_TASK ITEM_.
Work out how many lines of the material contain the string "white"; the answer is that number only.

*** DATA EXCERPTS ***

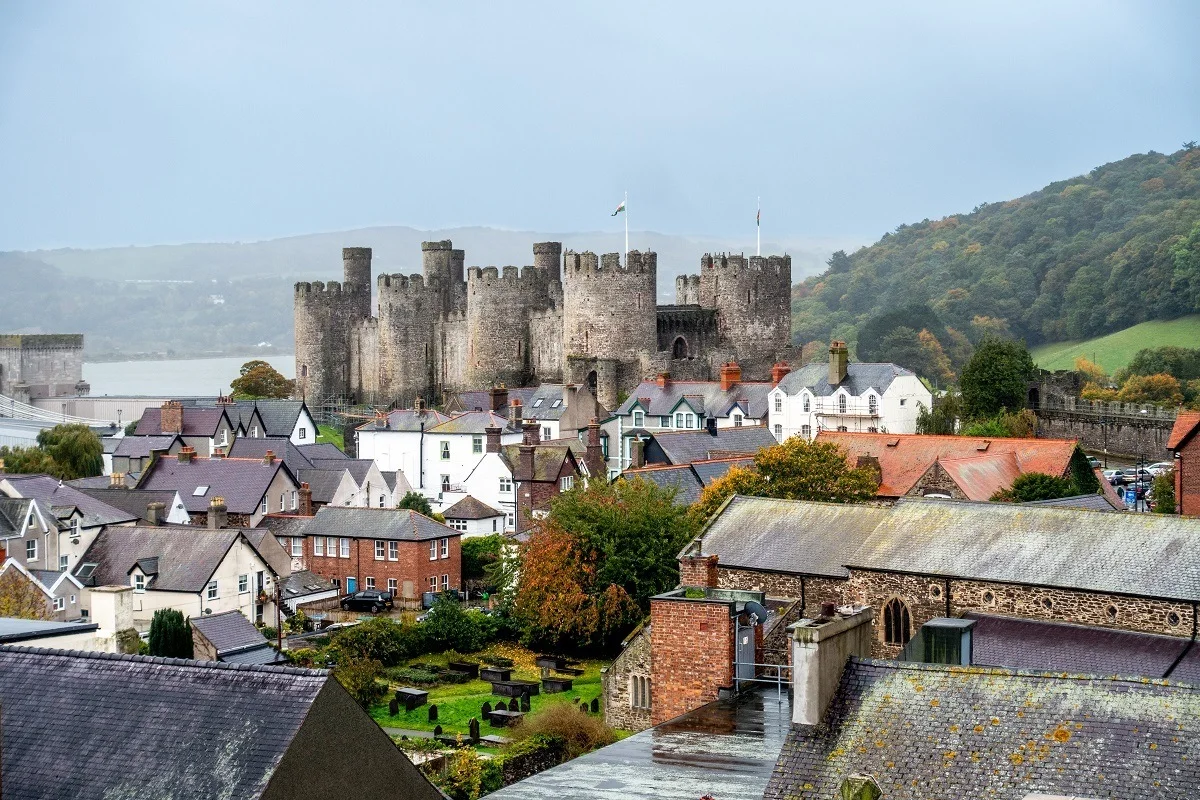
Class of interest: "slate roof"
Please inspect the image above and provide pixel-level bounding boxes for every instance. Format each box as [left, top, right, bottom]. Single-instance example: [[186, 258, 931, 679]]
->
[[283, 570, 337, 601], [301, 506, 456, 541], [77, 488, 182, 523], [451, 387, 539, 415], [815, 431, 1079, 497], [698, 496, 893, 578], [297, 468, 351, 504], [936, 451, 1022, 500], [763, 658, 1200, 799], [248, 400, 308, 437], [74, 526, 257, 592], [0, 646, 329, 799], [192, 610, 284, 664], [135, 406, 230, 437], [242, 528, 293, 579], [1168, 411, 1200, 450], [614, 378, 774, 420], [775, 361, 915, 397], [623, 464, 705, 506], [428, 410, 513, 435], [0, 618, 99, 643], [647, 424, 777, 464], [501, 443, 578, 482], [691, 456, 754, 485], [296, 442, 346, 461], [963, 611, 1196, 680], [140, 457, 292, 514], [1023, 492, 1120, 512], [443, 495, 504, 520], [0, 496, 35, 538], [358, 408, 450, 432], [312, 458, 373, 483], [229, 437, 317, 472], [112, 434, 181, 459], [2, 474, 138, 528]]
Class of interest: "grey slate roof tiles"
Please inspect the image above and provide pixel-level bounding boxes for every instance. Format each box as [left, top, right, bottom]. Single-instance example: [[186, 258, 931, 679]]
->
[[301, 506, 456, 541], [140, 457, 290, 514], [229, 436, 316, 471], [2, 474, 138, 528], [0, 496, 33, 537], [75, 526, 247, 592], [443, 495, 504, 520], [614, 378, 775, 420], [77, 488, 181, 523], [764, 658, 1200, 799], [648, 424, 776, 464], [775, 361, 915, 397], [623, 465, 705, 506], [192, 609, 273, 654], [112, 434, 180, 458], [135, 406, 230, 437], [0, 646, 328, 799]]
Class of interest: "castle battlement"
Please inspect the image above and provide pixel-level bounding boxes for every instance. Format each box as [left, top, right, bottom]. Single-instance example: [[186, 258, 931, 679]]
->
[[421, 240, 454, 252], [294, 280, 364, 296], [467, 265, 558, 287], [377, 273, 426, 292], [701, 252, 791, 276], [563, 250, 656, 277]]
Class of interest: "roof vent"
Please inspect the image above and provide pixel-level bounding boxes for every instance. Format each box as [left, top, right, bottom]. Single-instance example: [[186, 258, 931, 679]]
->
[[976, 440, 991, 451], [885, 438, 900, 447]]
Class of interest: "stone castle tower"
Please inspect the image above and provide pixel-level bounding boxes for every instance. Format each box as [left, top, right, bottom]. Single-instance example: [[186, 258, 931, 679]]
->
[[294, 241, 794, 410]]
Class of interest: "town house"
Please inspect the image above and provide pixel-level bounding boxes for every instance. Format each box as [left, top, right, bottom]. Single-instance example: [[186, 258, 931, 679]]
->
[[133, 400, 236, 456], [139, 447, 300, 526]]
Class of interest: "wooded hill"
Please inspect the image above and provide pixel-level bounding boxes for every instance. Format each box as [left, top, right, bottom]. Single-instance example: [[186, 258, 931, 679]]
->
[[793, 146, 1200, 353]]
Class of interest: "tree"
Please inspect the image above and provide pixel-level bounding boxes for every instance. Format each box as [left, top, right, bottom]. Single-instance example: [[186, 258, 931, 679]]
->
[[462, 534, 504, 584], [0, 445, 58, 476], [37, 423, 103, 479], [397, 491, 434, 516], [1116, 373, 1184, 406], [826, 250, 853, 275], [230, 360, 295, 399], [331, 616, 424, 666], [147, 608, 194, 658], [692, 437, 879, 522], [959, 409, 1037, 439], [548, 478, 700, 609], [422, 593, 487, 653], [915, 395, 960, 435], [991, 472, 1074, 502], [1074, 356, 1107, 384], [333, 657, 387, 709], [1152, 470, 1176, 514], [0, 569, 52, 619], [958, 337, 1035, 420]]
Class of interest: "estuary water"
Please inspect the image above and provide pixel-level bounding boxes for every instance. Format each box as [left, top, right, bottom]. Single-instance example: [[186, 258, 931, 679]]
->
[[83, 355, 295, 397]]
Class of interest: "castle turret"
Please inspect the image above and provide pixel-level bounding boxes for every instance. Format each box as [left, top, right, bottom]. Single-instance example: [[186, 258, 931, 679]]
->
[[376, 273, 437, 407], [422, 240, 466, 314], [532, 242, 562, 274], [675, 274, 700, 305], [698, 252, 792, 373], [294, 279, 366, 405], [342, 247, 373, 318]]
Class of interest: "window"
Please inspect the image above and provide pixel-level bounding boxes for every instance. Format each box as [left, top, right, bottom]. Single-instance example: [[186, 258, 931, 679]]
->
[[388, 541, 399, 561], [252, 425, 259, 437], [332, 577, 341, 590], [301, 364, 309, 377], [802, 395, 810, 413], [291, 491, 298, 511], [543, 426, 552, 441], [492, 519, 498, 532], [532, 398, 544, 408], [26, 540, 37, 561], [430, 541, 438, 560], [838, 395, 847, 414], [291, 537, 303, 557], [299, 427, 307, 440], [472, 434, 483, 454], [59, 554, 69, 572], [733, 414, 743, 427], [388, 578, 397, 594], [207, 581, 219, 601], [194, 486, 210, 497], [239, 574, 249, 593], [54, 597, 65, 612], [675, 412, 684, 428], [899, 398, 907, 406], [442, 574, 450, 591], [379, 495, 386, 508], [883, 598, 911, 645], [449, 518, 468, 532], [366, 577, 376, 590], [837, 425, 848, 432], [659, 416, 669, 427], [632, 410, 644, 428], [261, 497, 269, 514], [70, 518, 80, 536], [630, 675, 651, 709], [133, 574, 145, 593], [440, 538, 449, 558], [339, 538, 350, 558], [506, 513, 515, 528], [428, 576, 438, 592], [440, 441, 450, 460], [868, 395, 878, 415], [560, 476, 574, 491], [375, 540, 386, 560], [775, 395, 783, 413], [327, 536, 337, 556], [551, 400, 561, 409], [801, 424, 812, 439], [774, 424, 783, 440], [499, 476, 513, 493], [70, 594, 76, 604], [280, 493, 285, 512], [314, 537, 324, 556]]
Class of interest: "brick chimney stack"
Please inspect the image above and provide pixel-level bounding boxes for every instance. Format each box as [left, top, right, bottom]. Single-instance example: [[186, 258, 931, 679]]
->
[[177, 446, 196, 464], [516, 445, 534, 533], [522, 421, 540, 446], [771, 361, 791, 385], [109, 472, 126, 489], [374, 409, 387, 430], [160, 400, 183, 435], [299, 482, 313, 516], [263, 450, 276, 466], [484, 425, 502, 454], [719, 362, 742, 392], [208, 497, 228, 530], [509, 398, 523, 429], [414, 397, 426, 413], [489, 384, 509, 413], [829, 341, 849, 386], [630, 438, 645, 469], [146, 501, 165, 526], [656, 372, 671, 389], [585, 418, 605, 476]]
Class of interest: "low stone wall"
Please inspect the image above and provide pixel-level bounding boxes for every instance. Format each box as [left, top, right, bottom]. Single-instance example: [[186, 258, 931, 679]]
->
[[1036, 411, 1174, 459]]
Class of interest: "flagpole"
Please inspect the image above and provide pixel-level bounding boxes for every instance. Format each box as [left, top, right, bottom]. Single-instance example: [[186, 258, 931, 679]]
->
[[757, 196, 761, 257], [624, 190, 629, 258]]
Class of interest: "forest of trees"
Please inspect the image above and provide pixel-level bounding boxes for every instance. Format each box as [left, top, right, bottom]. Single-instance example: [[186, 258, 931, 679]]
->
[[793, 146, 1200, 369]]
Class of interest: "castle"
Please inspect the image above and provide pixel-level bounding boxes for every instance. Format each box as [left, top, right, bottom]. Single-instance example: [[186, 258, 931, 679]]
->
[[294, 241, 795, 410]]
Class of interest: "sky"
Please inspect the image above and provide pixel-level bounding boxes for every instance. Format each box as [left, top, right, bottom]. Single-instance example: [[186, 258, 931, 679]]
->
[[0, 1, 1197, 251]]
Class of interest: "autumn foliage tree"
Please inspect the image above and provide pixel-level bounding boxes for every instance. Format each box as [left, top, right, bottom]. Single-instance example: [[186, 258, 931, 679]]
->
[[0, 568, 52, 620], [1116, 373, 1184, 406], [230, 359, 295, 399]]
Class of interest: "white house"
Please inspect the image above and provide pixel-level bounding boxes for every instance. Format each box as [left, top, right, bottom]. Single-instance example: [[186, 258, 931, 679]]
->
[[768, 342, 931, 442], [441, 495, 507, 538]]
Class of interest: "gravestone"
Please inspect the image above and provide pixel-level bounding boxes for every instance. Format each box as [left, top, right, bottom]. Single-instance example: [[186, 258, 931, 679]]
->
[[508, 698, 520, 712], [481, 701, 492, 717], [428, 704, 438, 722], [389, 698, 400, 716], [468, 717, 481, 742], [520, 692, 531, 712], [590, 698, 599, 713], [433, 725, 443, 737]]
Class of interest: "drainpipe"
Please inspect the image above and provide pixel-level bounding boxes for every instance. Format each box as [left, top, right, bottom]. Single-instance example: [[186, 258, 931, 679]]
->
[[944, 578, 952, 617], [1164, 601, 1198, 679], [800, 576, 806, 617], [419, 420, 425, 490]]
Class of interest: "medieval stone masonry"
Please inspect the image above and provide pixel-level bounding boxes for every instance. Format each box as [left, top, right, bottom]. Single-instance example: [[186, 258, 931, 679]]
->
[[294, 242, 795, 410]]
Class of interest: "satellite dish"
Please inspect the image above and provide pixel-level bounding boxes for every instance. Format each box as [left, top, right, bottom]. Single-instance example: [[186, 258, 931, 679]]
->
[[744, 600, 770, 626]]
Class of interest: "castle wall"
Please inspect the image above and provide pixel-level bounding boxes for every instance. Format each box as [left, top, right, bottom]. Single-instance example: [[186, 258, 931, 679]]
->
[[295, 282, 363, 405], [466, 266, 545, 388], [675, 274, 700, 305], [434, 314, 469, 394], [0, 334, 85, 401], [350, 319, 380, 402], [376, 274, 437, 407], [529, 308, 564, 384], [698, 254, 792, 376]]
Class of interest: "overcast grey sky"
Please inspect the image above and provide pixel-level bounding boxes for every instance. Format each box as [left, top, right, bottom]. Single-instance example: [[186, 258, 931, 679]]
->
[[1, 1, 1196, 251]]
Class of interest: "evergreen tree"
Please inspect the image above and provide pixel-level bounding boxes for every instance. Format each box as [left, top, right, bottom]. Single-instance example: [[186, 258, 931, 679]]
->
[[959, 337, 1035, 420], [148, 608, 194, 659]]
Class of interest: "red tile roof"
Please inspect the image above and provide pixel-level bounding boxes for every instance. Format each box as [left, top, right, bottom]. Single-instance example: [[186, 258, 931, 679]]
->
[[936, 452, 1022, 501], [1167, 412, 1200, 450], [815, 431, 1079, 498]]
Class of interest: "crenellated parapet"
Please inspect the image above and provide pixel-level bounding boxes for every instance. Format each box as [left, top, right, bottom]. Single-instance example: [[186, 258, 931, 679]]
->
[[698, 251, 793, 371], [675, 274, 701, 305]]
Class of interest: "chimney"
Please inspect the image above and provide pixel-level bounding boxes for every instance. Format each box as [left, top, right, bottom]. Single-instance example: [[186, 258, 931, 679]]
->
[[630, 437, 645, 469], [177, 446, 196, 464], [522, 421, 540, 446], [216, 394, 236, 406], [146, 501, 165, 526], [585, 418, 605, 475], [109, 472, 126, 489], [299, 482, 313, 516], [706, 417, 718, 437], [489, 384, 509, 413], [160, 400, 183, 435], [771, 361, 791, 385], [855, 455, 882, 489], [656, 372, 671, 389], [679, 554, 719, 588], [211, 447, 226, 459], [263, 449, 276, 466], [829, 341, 849, 386], [562, 384, 574, 408], [509, 398, 523, 429], [374, 409, 387, 430], [719, 362, 742, 392], [790, 606, 874, 726], [414, 396, 426, 413], [516, 445, 534, 533], [484, 425, 503, 454], [208, 496, 228, 530]]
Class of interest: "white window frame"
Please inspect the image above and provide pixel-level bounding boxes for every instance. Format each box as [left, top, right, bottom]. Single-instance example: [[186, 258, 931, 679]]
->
[[441, 574, 450, 591], [560, 476, 574, 492], [327, 536, 337, 556], [868, 394, 878, 415], [26, 540, 37, 561], [133, 574, 145, 593], [441, 474, 451, 493], [238, 574, 249, 594], [775, 395, 783, 413], [802, 395, 811, 412], [388, 541, 399, 561], [801, 424, 812, 439], [675, 412, 684, 428], [314, 537, 324, 556], [428, 575, 438, 592], [206, 581, 219, 601], [632, 410, 644, 428], [261, 497, 268, 514], [543, 426, 552, 441], [291, 537, 303, 557], [339, 538, 350, 558], [375, 540, 386, 560], [291, 490, 298, 510], [440, 538, 449, 558], [59, 554, 69, 572], [440, 441, 451, 460], [774, 423, 783, 439], [499, 476, 513, 493], [733, 414, 743, 427], [54, 596, 65, 612], [299, 427, 307, 440], [449, 519, 468, 532], [472, 434, 483, 454], [838, 394, 847, 414], [429, 540, 438, 561], [387, 578, 397, 594], [379, 495, 386, 508], [365, 576, 375, 590]]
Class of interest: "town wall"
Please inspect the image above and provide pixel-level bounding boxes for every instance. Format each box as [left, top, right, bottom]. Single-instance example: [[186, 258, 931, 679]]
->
[[601, 625, 652, 732], [1036, 410, 1173, 460]]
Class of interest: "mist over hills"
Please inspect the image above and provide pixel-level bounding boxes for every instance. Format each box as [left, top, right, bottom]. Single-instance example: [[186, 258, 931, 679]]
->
[[1, 227, 861, 358]]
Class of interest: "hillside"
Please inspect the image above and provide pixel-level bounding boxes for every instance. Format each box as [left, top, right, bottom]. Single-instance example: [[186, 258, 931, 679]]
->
[[793, 147, 1200, 353], [1029, 314, 1200, 374]]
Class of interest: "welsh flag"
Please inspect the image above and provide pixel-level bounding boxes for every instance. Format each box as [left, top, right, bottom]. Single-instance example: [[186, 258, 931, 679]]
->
[[612, 200, 626, 216]]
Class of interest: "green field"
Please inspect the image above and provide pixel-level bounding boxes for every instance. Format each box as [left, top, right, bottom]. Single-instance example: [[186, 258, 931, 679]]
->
[[1030, 315, 1200, 374], [316, 424, 345, 451]]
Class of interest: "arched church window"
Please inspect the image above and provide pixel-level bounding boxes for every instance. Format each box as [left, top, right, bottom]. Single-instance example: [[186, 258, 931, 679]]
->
[[883, 598, 911, 645]]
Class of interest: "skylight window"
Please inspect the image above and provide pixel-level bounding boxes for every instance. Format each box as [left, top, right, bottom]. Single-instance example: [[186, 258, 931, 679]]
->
[[532, 399, 544, 408], [193, 486, 210, 497], [551, 400, 562, 408]]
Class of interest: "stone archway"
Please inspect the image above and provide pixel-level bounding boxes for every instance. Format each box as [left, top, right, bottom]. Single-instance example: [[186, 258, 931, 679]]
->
[[672, 336, 689, 360]]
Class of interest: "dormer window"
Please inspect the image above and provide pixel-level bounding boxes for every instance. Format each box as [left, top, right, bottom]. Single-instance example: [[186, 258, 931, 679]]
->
[[774, 395, 783, 413], [632, 410, 644, 427], [802, 395, 810, 413], [838, 395, 847, 414], [868, 395, 878, 415], [133, 573, 145, 593]]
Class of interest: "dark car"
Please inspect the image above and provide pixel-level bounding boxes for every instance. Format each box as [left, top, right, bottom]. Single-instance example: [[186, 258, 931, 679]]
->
[[340, 590, 395, 613]]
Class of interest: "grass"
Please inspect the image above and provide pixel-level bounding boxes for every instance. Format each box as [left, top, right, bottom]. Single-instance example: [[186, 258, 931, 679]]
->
[[1029, 314, 1200, 374], [369, 645, 608, 740], [316, 424, 344, 451]]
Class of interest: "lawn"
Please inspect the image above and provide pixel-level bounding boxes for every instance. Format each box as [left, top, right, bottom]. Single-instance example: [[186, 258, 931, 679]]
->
[[316, 424, 345, 451], [1029, 314, 1200, 374], [369, 645, 608, 739]]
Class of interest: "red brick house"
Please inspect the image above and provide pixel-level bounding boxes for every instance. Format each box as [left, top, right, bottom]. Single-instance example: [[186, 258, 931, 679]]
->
[[1167, 411, 1200, 515], [502, 420, 605, 535], [287, 506, 461, 601]]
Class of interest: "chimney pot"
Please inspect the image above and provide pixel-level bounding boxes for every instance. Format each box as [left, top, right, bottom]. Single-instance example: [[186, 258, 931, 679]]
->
[[208, 496, 228, 530], [522, 421, 540, 446], [177, 446, 195, 464], [160, 400, 184, 435], [110, 472, 125, 489], [264, 450, 276, 466], [771, 361, 792, 385], [509, 398, 523, 428], [489, 385, 509, 413], [656, 372, 671, 389]]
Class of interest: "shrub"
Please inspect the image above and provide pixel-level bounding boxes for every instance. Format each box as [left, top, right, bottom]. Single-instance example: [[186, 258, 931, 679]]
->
[[333, 658, 387, 709], [331, 617, 424, 666], [430, 748, 485, 800], [423, 594, 487, 653], [991, 472, 1074, 502], [285, 610, 312, 634], [148, 609, 193, 659], [510, 702, 616, 759], [287, 647, 321, 667], [1152, 471, 1176, 513], [260, 626, 279, 640], [482, 655, 514, 668], [384, 666, 441, 685], [115, 628, 142, 655]]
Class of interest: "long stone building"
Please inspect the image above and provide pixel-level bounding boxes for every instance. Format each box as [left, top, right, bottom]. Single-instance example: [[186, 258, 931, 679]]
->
[[293, 241, 795, 410]]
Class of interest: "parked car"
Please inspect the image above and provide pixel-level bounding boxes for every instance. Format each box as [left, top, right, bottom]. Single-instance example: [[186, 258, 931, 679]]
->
[[1127, 468, 1155, 484], [340, 590, 395, 613], [1087, 457, 1101, 469], [1147, 462, 1174, 476], [1103, 469, 1128, 486]]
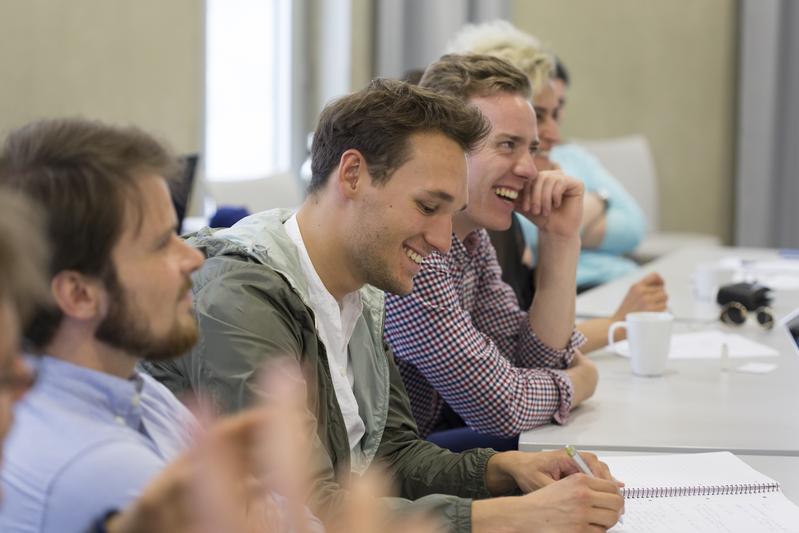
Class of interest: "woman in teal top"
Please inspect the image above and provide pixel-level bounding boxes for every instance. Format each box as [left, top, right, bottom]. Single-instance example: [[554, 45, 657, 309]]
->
[[519, 60, 646, 289]]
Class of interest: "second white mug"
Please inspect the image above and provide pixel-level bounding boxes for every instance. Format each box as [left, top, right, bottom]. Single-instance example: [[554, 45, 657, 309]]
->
[[608, 312, 674, 376]]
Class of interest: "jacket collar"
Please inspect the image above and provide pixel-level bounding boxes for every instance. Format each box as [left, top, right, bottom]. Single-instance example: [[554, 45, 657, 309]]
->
[[189, 208, 385, 320]]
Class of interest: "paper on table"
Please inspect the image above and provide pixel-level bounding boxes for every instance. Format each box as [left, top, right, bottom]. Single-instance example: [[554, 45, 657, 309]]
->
[[609, 492, 799, 533], [612, 330, 779, 359], [603, 453, 799, 533], [736, 362, 778, 374], [602, 452, 777, 491], [718, 257, 799, 291]]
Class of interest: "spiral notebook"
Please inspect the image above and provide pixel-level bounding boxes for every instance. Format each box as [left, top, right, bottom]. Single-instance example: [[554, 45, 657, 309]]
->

***

_EXPECTED OUTPUT_.
3